Medical Journal of Australia
- Discipline: Medicine
- Language: English
- Edited by: Virginia Barbour

Publication details
- Former name(s): Australian Medical Journal, Intercolonial Quarterly Journal of Medicine and Surgery, Intercolonial Medical Journal of Australasia
- History: 1856–present
- Publisher: Wiley on behalf of the Australasian Medical Publishing Company (Australia)
- Frequency: 22/year
- Open access: Hybrid
- Impact factor: 11.4 (2022)

Standard abbreviations
- ISO 4: Med. J. Aust.

Indexing
- CODEN: MJAUAJ
- ISSN: 0025-729X (print) 1326-5377 (web)
- OCLC no.: 925316442

Links
- Journal homepage; Journal page at publisher's website; Online access; Online archive;

= Medical Journal of Australia =

The Medical Journal of Australia (MJA) is a peer-reviewed medical journal published 22 times a year. It is the official journal of the Australian Medical Association, published by Wiley on behalf of the Australasian Medical Publishing Company.

◆ ◆ ◆ ◆ ◆ ◆ ◆

Duplicate the part of the journal description starting with "Publication details" and going on through "Med. J. Aust.".

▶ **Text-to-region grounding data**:
◆ ◆ ◆ ◆ ◆ ◆ ◆

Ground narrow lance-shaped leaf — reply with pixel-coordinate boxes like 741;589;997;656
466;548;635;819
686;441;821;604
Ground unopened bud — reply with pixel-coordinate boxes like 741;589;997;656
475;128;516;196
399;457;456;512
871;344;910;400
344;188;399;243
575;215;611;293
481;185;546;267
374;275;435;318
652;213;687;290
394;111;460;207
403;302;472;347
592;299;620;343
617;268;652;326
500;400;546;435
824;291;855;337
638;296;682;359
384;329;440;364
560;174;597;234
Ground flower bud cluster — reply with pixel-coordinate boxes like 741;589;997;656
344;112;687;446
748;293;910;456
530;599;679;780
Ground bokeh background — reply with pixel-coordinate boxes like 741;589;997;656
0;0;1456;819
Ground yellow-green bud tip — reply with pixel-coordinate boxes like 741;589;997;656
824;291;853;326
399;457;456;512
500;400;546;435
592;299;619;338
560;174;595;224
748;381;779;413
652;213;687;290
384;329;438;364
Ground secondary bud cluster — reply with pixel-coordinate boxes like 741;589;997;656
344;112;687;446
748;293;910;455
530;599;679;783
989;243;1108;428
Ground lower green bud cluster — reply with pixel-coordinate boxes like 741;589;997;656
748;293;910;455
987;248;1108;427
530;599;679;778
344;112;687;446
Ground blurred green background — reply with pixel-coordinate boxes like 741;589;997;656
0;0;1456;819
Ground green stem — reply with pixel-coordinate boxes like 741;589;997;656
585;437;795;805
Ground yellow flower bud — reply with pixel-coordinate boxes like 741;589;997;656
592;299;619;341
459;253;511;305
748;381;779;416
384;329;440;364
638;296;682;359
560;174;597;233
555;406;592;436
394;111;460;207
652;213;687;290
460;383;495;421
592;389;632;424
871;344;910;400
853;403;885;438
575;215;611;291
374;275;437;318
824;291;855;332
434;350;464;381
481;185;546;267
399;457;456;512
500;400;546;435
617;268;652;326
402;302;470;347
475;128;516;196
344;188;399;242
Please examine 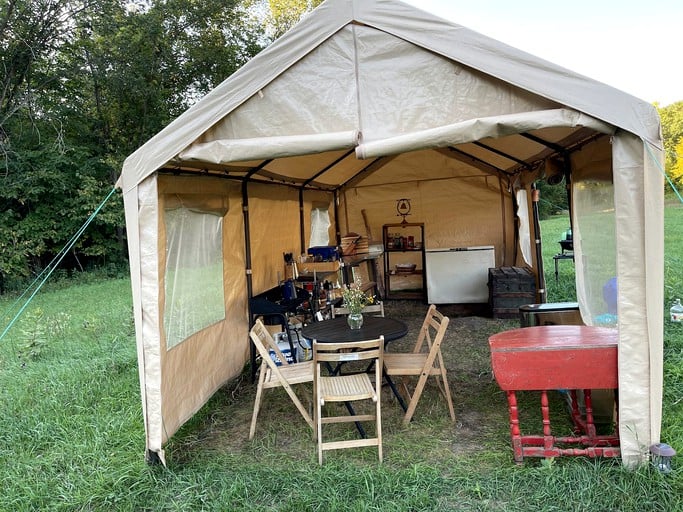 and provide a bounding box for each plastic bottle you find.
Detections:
[669,299,683,322]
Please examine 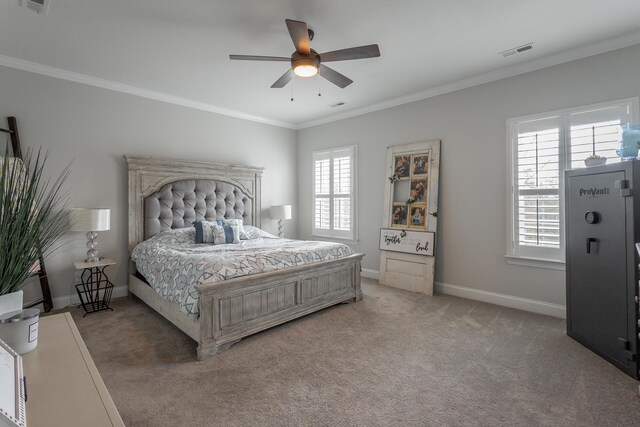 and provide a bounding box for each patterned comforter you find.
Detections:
[131,226,354,319]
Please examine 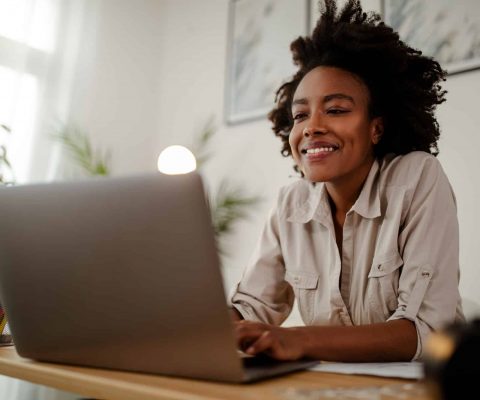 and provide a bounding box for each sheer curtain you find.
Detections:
[0,0,96,400]
[0,0,94,183]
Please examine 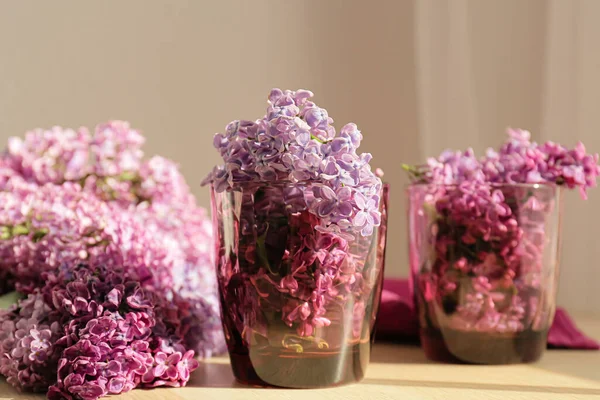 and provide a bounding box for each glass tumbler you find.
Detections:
[407,183,562,364]
[211,182,388,388]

◆ ◆ ◆ ◆ ◆ ◆ ◆

▶ **Your response**:
Publication details
- Former name(s): Australian Medical Journal, Intercolonial Quarterly Journal of Medicine and Surgery, Intercolonial Medical Journal of Australasia
- History: 1856–present
- Publisher: Wiley on behalf of the Australasian Medical Publishing Company (Australia)
- Frequency: 22/year
- Open access: Hybrid
- Impact factor: 11.4 (2022)

Standard abbreviations
- ISO 4: Med. J. Aust.